• _HOW TO COMPLETE THIS TASK_
Copy everything from the start of the items down to and including the line containing "negative clicks: (269, 217)", and replace "positive clicks" with "foreground clicks" while leaving every other character unchanged.

[Stored items]
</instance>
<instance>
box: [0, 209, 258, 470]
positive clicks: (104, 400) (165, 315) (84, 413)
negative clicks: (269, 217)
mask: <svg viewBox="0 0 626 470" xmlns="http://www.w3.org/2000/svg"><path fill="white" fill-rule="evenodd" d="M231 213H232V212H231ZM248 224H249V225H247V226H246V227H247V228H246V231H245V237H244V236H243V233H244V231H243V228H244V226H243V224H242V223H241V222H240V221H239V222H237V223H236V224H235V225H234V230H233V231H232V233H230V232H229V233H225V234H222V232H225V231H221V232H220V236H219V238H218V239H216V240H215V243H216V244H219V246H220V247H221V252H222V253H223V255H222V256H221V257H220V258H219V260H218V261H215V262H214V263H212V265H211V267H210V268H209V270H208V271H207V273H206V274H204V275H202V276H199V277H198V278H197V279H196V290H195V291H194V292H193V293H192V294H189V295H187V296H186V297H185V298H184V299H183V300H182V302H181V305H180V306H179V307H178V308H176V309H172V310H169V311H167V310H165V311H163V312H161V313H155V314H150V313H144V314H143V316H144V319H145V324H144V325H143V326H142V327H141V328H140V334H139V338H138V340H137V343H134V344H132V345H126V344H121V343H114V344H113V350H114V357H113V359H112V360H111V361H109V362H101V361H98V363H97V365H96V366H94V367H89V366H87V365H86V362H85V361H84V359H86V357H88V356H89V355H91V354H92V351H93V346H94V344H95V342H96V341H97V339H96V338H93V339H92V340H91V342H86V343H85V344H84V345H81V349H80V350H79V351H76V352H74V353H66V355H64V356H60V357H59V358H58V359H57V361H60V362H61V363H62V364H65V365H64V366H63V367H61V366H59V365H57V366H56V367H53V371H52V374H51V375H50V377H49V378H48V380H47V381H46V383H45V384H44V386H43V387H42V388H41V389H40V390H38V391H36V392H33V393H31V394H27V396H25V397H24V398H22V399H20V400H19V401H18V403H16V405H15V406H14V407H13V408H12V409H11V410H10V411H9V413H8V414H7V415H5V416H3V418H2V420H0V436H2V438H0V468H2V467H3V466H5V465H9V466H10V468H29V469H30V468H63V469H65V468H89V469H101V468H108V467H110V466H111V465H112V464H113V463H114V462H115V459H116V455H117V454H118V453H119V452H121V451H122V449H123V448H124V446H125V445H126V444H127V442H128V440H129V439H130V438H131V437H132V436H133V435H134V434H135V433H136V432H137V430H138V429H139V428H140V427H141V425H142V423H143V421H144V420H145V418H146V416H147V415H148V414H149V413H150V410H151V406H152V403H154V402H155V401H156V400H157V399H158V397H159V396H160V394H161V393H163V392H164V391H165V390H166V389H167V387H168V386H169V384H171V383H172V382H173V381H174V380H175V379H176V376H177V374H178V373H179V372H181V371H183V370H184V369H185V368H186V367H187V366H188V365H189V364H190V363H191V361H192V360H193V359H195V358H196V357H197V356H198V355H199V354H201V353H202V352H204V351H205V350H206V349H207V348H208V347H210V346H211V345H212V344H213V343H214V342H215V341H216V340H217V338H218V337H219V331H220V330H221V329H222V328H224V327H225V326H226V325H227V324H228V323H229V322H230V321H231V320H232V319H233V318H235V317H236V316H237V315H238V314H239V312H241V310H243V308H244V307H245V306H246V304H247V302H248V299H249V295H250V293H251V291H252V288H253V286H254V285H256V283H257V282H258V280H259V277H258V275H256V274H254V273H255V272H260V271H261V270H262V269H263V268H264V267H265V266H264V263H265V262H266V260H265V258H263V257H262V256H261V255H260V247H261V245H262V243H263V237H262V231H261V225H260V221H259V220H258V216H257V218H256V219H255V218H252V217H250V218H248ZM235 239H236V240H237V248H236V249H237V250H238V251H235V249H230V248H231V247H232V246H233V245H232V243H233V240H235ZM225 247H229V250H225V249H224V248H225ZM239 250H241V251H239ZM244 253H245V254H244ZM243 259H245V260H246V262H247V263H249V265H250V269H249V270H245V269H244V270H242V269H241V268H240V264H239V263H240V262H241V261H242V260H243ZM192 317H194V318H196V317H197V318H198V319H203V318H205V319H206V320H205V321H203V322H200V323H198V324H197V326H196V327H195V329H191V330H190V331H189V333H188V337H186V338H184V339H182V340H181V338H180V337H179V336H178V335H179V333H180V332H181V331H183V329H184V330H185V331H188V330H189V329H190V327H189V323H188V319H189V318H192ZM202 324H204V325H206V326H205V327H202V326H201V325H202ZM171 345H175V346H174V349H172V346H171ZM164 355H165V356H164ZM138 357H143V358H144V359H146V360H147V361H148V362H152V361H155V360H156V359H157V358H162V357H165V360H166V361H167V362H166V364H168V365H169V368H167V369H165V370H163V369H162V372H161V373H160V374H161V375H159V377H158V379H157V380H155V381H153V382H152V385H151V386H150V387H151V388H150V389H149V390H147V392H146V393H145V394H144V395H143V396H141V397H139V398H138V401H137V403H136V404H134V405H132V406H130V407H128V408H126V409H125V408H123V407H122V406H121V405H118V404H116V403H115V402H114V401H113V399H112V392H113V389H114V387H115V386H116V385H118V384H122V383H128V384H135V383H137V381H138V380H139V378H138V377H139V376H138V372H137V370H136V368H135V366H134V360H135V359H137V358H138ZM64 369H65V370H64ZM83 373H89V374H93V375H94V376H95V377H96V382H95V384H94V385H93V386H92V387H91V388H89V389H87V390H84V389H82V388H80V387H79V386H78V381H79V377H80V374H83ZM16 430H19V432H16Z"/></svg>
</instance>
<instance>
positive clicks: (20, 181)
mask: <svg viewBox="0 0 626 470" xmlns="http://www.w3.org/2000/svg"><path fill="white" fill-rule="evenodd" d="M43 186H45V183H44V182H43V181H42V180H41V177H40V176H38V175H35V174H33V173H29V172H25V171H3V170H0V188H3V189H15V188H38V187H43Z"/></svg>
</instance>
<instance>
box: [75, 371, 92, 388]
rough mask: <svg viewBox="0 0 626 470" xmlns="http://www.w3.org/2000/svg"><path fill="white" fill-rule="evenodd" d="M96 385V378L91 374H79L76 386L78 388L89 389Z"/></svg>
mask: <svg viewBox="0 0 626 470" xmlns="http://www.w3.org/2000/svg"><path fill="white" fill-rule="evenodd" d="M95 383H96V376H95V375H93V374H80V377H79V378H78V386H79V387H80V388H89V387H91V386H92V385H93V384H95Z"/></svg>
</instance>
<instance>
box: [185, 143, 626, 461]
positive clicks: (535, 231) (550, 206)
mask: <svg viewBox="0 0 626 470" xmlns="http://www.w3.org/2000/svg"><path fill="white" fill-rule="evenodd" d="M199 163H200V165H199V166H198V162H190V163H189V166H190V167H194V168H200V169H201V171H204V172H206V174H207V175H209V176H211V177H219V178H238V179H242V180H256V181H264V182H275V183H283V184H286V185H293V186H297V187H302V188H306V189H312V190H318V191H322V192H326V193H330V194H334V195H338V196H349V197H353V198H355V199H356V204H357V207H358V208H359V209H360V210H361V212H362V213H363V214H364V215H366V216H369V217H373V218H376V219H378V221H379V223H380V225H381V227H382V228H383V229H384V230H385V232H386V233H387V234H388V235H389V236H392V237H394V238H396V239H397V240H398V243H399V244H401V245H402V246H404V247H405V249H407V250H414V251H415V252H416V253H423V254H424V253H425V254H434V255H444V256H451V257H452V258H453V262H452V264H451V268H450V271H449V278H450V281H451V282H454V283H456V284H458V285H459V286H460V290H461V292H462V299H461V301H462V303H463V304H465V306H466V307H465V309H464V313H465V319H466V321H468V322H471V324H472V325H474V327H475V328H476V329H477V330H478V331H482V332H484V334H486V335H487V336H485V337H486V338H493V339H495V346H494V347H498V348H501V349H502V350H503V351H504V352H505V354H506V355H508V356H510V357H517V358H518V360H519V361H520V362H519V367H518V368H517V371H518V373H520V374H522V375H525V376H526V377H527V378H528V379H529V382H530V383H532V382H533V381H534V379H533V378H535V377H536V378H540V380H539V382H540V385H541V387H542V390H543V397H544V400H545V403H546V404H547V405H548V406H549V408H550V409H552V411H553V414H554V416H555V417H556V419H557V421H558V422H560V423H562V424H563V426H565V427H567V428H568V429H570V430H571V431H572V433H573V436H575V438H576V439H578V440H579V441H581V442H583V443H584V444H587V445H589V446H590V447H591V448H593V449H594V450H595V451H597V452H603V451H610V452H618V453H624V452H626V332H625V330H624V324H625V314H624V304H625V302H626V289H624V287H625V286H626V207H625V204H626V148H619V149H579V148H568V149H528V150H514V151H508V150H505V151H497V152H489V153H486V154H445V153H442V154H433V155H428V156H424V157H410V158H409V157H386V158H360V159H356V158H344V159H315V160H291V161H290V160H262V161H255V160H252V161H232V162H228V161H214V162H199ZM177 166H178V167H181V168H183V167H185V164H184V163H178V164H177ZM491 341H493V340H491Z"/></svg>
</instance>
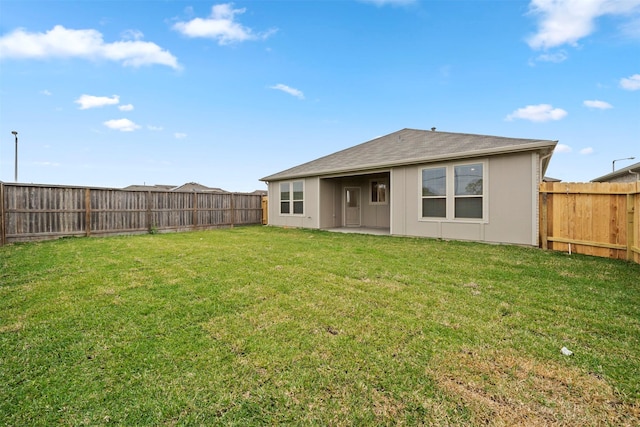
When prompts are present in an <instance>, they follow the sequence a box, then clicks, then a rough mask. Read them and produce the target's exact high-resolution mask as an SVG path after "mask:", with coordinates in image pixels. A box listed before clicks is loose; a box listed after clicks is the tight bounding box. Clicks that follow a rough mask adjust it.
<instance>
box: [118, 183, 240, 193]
mask: <svg viewBox="0 0 640 427" xmlns="http://www.w3.org/2000/svg"><path fill="white" fill-rule="evenodd" d="M123 190H128V191H171V192H180V193H228V191H225V190H223V189H221V188H215V187H207V186H205V185H202V184H198V183H197V182H187V183H186V184H182V185H180V186H176V185H161V184H157V185H130V186H128V187H125V188H123Z"/></svg>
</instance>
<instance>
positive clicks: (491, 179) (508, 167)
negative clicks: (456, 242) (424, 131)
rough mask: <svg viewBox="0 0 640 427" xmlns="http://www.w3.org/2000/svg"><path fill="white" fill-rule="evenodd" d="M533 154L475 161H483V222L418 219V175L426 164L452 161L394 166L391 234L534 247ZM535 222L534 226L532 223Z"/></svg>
mask: <svg viewBox="0 0 640 427" xmlns="http://www.w3.org/2000/svg"><path fill="white" fill-rule="evenodd" d="M532 156H534V157H533V158H535V157H536V155H535V154H533V153H520V154H513V155H504V156H495V157H491V158H488V159H478V161H482V162H484V164H485V165H486V168H487V170H486V173H485V179H486V180H487V182H486V183H485V184H484V186H485V205H484V206H485V218H484V219H483V220H464V221H463V220H453V219H451V220H431V219H424V218H422V217H421V215H422V214H421V203H422V202H421V187H422V184H421V174H422V169H423V168H425V167H434V166H448V165H455V164H457V163H456V162H453V163H452V162H449V163H442V164H428V165H418V166H405V167H399V168H395V169H394V170H393V172H392V176H393V177H394V180H393V182H392V185H391V192H392V195H393V207H392V210H393V211H392V213H391V217H392V218H393V223H392V224H391V233H392V234H395V235H407V236H420V237H433V238H441V239H454V240H475V241H486V242H496V243H515V244H524V245H534V244H535V241H536V236H534V234H535V231H534V230H535V226H533V225H532V224H534V222H535V221H536V209H537V206H536V204H535V203H536V202H535V200H536V197H535V194H534V191H536V190H535V189H536V188H537V187H536V185H535V184H536V183H535V182H534V180H535V177H536V174H537V172H536V171H535V170H533V169H532V168H533V165H534V164H535V162H534V161H532V159H533V158H532ZM534 225H535V224H534Z"/></svg>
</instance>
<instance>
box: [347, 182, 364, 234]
mask: <svg viewBox="0 0 640 427" xmlns="http://www.w3.org/2000/svg"><path fill="white" fill-rule="evenodd" d="M344 190H345V191H344V197H345V198H344V225H345V227H360V188H358V187H347V188H345V189H344Z"/></svg>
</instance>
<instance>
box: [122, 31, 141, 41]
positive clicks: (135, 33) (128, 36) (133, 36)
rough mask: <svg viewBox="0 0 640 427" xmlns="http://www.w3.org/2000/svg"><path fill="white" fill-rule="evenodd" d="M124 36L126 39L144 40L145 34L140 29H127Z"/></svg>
mask: <svg viewBox="0 0 640 427" xmlns="http://www.w3.org/2000/svg"><path fill="white" fill-rule="evenodd" d="M122 38H123V39H125V40H142V39H143V38H144V34H143V33H142V31H138V30H126V31H124V32H123V33H122Z"/></svg>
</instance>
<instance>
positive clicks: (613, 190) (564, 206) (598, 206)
mask: <svg viewBox="0 0 640 427" xmlns="http://www.w3.org/2000/svg"><path fill="white" fill-rule="evenodd" d="M638 194H640V183H636V182H631V183H564V182H543V183H542V184H540V209H541V213H540V218H541V220H540V221H541V224H540V247H542V248H548V249H551V250H556V251H565V252H574V253H581V254H586V255H595V256H601V257H608V258H617V259H627V260H630V261H634V262H637V263H640V249H638V246H640V245H638V243H637V242H638V239H639V238H640V213H639V212H638V211H639V210H640V202H639V201H640V196H638Z"/></svg>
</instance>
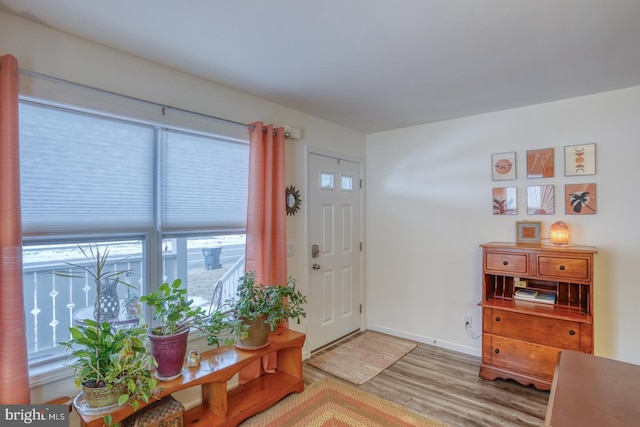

• _EXPECTED ANSWER_
</instance>
<instance>
box: [0, 209, 258, 470]
foreground clicks: (104, 400) (165, 315) (84, 413)
negative clicks: (269, 217)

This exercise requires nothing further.